> **Requirements**:
Can you reproduce, without any change, the part of the material that opens with its very first line and closes with the line containing "(1142, 768)", both of those lines included?

> **Data records**:
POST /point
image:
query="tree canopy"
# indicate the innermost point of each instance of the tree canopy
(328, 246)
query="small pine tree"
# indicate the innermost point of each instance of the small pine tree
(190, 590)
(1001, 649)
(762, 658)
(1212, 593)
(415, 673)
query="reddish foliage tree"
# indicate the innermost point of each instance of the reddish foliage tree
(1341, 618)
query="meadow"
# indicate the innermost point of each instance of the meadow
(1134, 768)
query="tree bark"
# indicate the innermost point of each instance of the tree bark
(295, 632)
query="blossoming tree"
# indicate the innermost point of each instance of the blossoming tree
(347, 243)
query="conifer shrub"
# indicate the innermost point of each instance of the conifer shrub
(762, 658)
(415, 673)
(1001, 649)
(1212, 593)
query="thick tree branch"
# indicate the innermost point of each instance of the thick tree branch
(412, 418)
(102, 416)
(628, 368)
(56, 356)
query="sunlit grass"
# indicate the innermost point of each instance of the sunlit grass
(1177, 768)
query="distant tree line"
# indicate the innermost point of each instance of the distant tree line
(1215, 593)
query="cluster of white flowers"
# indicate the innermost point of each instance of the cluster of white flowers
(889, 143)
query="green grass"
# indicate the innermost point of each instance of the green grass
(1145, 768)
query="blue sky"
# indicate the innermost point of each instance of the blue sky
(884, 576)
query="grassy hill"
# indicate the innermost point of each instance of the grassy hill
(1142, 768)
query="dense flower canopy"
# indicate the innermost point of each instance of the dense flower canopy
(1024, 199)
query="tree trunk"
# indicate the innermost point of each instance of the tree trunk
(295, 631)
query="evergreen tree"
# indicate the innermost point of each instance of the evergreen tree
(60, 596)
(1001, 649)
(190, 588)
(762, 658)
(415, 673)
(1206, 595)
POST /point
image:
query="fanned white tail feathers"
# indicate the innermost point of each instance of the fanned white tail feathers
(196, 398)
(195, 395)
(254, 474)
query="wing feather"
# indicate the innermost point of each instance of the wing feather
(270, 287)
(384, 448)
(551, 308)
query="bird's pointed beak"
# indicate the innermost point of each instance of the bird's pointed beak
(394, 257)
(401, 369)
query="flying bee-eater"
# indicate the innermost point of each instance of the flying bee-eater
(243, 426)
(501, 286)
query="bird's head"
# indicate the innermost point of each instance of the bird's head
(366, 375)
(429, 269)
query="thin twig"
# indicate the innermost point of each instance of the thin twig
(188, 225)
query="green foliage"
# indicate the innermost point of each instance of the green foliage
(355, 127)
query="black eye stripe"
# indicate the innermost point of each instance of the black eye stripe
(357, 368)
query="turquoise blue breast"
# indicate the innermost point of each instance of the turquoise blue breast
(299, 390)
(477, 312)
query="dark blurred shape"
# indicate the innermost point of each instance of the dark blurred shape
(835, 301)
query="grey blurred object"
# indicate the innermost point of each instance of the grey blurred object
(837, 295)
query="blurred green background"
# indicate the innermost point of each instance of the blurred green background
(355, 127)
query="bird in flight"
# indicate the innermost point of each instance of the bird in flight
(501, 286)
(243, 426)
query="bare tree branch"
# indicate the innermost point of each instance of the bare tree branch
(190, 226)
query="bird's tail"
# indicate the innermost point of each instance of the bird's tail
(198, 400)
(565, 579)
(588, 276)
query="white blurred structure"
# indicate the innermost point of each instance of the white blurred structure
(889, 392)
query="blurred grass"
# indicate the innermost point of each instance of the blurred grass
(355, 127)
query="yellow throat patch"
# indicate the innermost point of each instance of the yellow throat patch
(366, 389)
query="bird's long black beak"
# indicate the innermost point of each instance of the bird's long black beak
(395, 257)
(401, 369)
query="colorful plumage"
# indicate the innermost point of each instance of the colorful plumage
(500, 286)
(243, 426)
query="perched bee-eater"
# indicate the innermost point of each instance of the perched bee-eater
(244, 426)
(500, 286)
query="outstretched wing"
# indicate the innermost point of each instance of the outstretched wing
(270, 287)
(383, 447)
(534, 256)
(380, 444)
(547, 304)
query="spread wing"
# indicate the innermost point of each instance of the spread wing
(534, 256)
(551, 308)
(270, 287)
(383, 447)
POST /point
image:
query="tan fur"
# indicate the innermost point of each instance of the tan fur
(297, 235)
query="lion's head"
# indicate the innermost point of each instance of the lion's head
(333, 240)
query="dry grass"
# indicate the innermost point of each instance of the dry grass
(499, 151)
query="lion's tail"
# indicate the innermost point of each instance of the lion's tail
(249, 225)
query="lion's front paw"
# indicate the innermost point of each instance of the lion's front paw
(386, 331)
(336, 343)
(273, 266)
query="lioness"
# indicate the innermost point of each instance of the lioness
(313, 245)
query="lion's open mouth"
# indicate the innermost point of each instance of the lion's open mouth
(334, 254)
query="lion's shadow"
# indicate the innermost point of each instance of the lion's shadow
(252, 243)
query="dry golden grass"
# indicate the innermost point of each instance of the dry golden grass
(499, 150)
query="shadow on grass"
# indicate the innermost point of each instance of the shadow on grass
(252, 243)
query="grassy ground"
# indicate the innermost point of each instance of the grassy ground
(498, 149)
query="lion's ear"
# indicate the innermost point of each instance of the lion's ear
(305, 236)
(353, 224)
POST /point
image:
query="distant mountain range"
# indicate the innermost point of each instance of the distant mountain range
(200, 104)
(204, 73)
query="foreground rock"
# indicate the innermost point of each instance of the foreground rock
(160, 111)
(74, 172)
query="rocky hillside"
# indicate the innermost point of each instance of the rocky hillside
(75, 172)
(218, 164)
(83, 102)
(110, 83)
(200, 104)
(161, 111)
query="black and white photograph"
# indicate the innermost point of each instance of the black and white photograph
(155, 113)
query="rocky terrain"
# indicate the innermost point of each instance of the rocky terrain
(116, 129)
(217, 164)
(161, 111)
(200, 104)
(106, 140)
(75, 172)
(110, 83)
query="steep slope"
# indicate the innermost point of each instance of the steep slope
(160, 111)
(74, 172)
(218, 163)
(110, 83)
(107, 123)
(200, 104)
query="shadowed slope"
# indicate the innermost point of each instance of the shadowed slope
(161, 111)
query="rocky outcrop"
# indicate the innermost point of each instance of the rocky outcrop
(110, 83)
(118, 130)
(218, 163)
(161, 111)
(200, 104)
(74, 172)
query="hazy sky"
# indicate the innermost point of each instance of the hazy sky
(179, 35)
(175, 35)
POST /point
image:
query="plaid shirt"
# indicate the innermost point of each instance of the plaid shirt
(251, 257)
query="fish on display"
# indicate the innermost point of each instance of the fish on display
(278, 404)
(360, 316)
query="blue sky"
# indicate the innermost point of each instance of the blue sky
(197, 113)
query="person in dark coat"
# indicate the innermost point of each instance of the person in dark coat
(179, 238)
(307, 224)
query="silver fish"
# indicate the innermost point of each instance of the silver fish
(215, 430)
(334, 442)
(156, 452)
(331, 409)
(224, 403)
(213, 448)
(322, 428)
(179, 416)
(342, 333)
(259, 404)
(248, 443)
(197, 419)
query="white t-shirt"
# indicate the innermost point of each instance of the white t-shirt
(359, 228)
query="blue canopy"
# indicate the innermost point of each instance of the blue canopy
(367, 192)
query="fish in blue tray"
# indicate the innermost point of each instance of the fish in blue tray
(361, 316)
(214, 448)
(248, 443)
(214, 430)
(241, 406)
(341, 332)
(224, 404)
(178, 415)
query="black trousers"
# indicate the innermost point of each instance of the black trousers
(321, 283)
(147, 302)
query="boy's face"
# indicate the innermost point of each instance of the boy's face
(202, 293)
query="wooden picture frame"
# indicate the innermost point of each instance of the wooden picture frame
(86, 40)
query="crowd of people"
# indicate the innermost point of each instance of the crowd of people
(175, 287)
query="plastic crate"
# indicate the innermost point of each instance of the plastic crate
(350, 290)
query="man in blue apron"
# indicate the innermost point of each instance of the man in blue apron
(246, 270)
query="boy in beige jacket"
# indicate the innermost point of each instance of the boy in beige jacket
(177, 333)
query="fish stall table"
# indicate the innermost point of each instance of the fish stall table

> **Full answer**:
POST /point
image:
query="tree canopy"
# indicate the innermost point of each instance of the tree canopy
(328, 246)
query="small pine tree"
# indicate the innermost point of each instance of the small pine tree
(190, 590)
(1001, 649)
(762, 658)
(1212, 593)
(415, 673)
query="reddish foliage tree"
# indicate the innermost point of each instance of the reddish foliage tree
(1341, 618)
query="meadow"
# indicate the innermost point of each instance of the meadow
(1134, 768)
query="tree bark"
# indicate the innermost point of each instance of the tree bark
(295, 632)
query="blossoming tree"
# indicate the innermost point of each instance of the blossoming tree
(347, 243)
query="conifer shrub"
# indicate the innermost point of each instance of the conifer shrub
(762, 658)
(415, 673)
(1001, 649)
(1212, 593)
query="thick tree branch"
# indicate the innermost point of each instance of the thick tree branch
(412, 418)
(102, 416)
(628, 368)
(56, 356)
query="sunlit grass"
# indicate the innermost point of each instance of the sunlit grass
(1177, 768)
query="distant tree line"
# indicate the innermost point of each instance of the distant tree line
(1215, 593)
query="cluster of white flowers"
# indicate the innermost point of each instance of the cluster of white flowers
(889, 143)
query="green grass"
# indicate the innermost point of each instance of the green grass
(1145, 768)
query="blue sky"
# indicate the innermost point of each instance of the blue sky
(884, 576)
query="grassy hill"
# indicate the innermost point of each instance of the grassy hill
(1142, 768)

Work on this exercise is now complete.